> [Aim of the task]:
From the records below, extract all the text exactly and leave the images behind.

> [Excerpts of location labeling data]:
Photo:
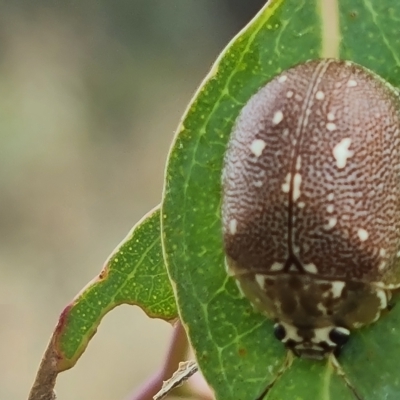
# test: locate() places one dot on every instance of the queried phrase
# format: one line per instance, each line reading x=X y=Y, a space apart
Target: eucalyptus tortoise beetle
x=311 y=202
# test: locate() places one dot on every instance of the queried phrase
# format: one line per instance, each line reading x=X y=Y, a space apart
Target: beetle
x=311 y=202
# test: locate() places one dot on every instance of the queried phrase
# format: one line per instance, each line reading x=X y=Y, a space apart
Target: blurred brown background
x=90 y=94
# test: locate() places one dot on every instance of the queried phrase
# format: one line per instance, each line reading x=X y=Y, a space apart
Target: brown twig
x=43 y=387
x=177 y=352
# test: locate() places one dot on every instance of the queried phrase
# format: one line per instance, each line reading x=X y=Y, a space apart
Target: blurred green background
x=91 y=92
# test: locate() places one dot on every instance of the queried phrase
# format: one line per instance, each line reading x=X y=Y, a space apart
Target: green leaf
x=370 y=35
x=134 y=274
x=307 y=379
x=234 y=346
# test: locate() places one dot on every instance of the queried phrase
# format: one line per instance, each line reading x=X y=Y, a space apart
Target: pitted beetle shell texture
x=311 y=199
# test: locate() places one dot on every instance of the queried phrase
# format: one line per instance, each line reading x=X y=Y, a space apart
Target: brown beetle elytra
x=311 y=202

> [Final result]:
Photo:
# test: locate() places one dot on every instance of the queried phrase
# format: one line per instance, each line reading x=X y=Y, a space apart
Target: eucalyptus tortoise beetle
x=311 y=202
# test: locate() places one dot on every instance of the queried phrase
# format: one line per instance, each line reading x=X y=Y, a space apart
Target: beetle
x=311 y=202
# test: locate() places one dot on every instance of the queried phrase
# format: one line per instance, each line reading x=X y=Y, a space apart
Target: blurred brown background
x=90 y=94
# test: locate() places one dot on every instance of the queried phrase
# format: one line per instance, each line reading x=X y=Y, a space apart
Target: brown twig
x=43 y=387
x=177 y=352
# test: locate() places one dot on every instance of the queried phrase
# format: one line per instance, each line reading x=X y=Y, a space apart
Target: blurred green background
x=91 y=92
# test: locate() places one dot on every instance of the queried phrase
# format: one line per instance, each line reading x=X y=Y, a space apart
Target: green leaf
x=370 y=35
x=134 y=274
x=307 y=379
x=234 y=346
# test: locate() places one dot on every instance of the queried phrase
# format: one line per instance, each line reading x=X y=Y, a space apart
Target: pitted beetle shell texture
x=311 y=199
# test: locate() places one dot on every instance of the queried phrase
# format: one line per instance, each line reading x=X y=Y, a space apart
Target: brown beetle elytra
x=311 y=202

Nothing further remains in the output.